▸ Görev talimatları: Aşağıdaki veride "Reviewer note: confirm that every instance of the white cloud" ifadesini içeren satırdan başlayıp "Reviewer note: confirm that every instance of the ornate" ifadesini içeren satıra kadar giden satırları yeniden yaz. İki uç satır da dahil olsun, hiçbir şeyi değiştirme.

▸ Veri alıntısı:
***

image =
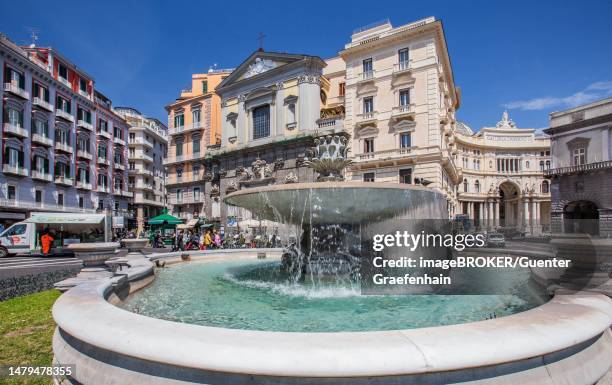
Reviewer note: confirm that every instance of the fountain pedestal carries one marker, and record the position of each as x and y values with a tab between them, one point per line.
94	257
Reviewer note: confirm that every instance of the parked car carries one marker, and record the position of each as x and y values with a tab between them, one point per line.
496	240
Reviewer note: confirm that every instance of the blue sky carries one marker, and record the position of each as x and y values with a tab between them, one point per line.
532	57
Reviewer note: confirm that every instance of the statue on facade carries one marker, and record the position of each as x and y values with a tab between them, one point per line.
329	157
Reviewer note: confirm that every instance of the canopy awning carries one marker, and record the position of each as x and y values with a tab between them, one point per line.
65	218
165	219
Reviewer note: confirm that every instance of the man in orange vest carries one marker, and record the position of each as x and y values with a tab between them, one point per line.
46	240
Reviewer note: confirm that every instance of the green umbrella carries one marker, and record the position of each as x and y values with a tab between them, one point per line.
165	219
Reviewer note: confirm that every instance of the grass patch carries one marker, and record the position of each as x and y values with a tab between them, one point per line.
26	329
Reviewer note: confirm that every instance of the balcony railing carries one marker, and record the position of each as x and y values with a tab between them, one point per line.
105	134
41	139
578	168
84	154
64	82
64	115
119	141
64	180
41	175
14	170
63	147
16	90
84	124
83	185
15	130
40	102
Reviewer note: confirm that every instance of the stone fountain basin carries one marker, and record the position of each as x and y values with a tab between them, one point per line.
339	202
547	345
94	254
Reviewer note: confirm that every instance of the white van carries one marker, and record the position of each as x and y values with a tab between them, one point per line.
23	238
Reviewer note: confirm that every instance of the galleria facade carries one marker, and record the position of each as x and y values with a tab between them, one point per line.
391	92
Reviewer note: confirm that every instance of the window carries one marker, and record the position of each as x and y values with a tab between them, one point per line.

***

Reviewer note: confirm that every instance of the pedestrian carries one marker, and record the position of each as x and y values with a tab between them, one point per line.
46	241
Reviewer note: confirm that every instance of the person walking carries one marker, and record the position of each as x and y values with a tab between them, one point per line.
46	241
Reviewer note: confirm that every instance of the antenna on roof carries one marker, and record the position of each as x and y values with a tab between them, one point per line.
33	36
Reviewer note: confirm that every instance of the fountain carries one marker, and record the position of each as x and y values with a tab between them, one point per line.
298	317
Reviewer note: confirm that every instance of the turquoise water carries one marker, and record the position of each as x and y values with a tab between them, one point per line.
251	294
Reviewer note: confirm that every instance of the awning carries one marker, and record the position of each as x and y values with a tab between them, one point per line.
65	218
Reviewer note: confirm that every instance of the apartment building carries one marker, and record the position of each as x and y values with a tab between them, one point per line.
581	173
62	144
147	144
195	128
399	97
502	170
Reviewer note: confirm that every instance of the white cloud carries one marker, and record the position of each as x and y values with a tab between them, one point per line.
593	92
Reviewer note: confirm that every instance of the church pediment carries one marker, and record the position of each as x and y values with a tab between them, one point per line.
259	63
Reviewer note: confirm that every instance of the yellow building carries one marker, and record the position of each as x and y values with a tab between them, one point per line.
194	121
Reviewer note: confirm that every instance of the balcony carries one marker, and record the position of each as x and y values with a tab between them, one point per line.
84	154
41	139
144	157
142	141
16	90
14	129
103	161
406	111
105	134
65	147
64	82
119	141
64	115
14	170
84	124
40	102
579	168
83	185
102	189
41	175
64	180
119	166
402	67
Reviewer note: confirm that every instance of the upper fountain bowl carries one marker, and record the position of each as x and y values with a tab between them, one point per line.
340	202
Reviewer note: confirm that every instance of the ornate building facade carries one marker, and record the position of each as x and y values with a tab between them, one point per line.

***

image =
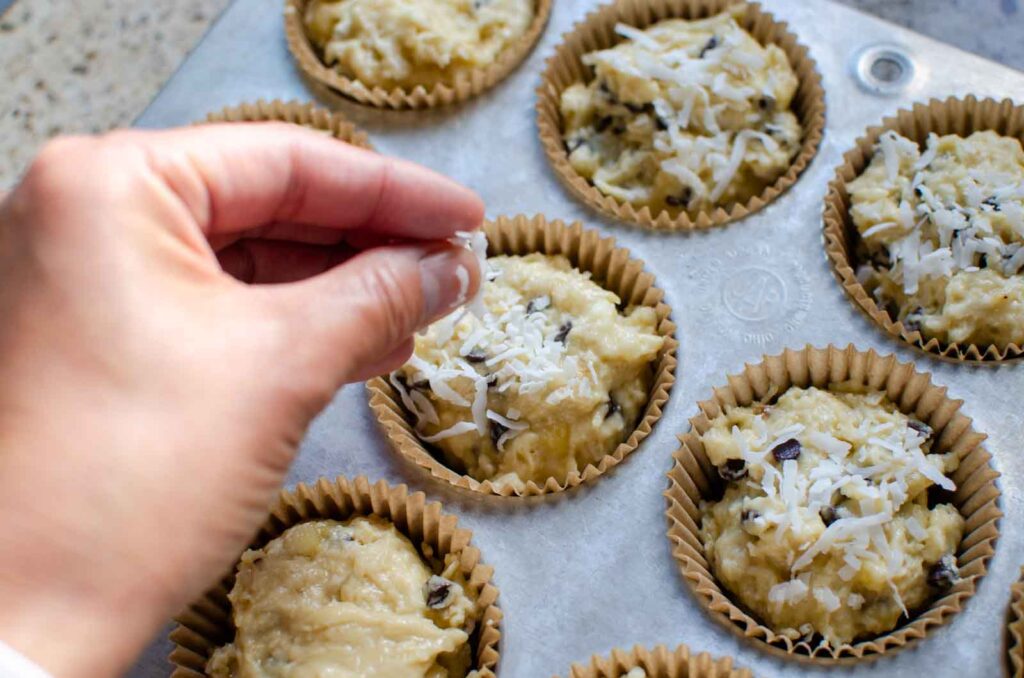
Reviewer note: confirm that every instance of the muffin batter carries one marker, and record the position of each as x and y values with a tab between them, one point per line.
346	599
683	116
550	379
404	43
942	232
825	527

***

▸ Sorunun çözümü:
Reviewer note: confirm that every instance of the white cloud carries one marker, and record the position of each as x and y values with a tab between them, one point per line.
593	92
Reviewer note: confirm that every instance of the church pediment carries one marker, and record the position of each as x and y values with a tab between them, one point per line.
259	63
Reviewer note: confirm that every instance of the yellow building carries one marker, and record the position of each as x and y values with a tab between them, one point per line.
194	121
Reviewer note: confirm that every instance of the balcony carries one marker, and record the position of each as x and y values with a tab between them, one point per line.
84	154
41	139
144	157
142	141
16	90
14	129
103	161
406	111
105	134
65	147
64	82
119	141
64	115
14	170
84	124
40	102
579	168
83	185
102	189
41	175
64	180
119	166
402	67
Reviewer note: confirm that every instance of the upper fountain bowl carries one marker, and record the position of each as x and y values with a tab between them, one point per line.
340	202
Reviewer note: confirm that every instance of the ornate building facade carries one marker, and record the position of each as x and y values with a tab between them, one point per line.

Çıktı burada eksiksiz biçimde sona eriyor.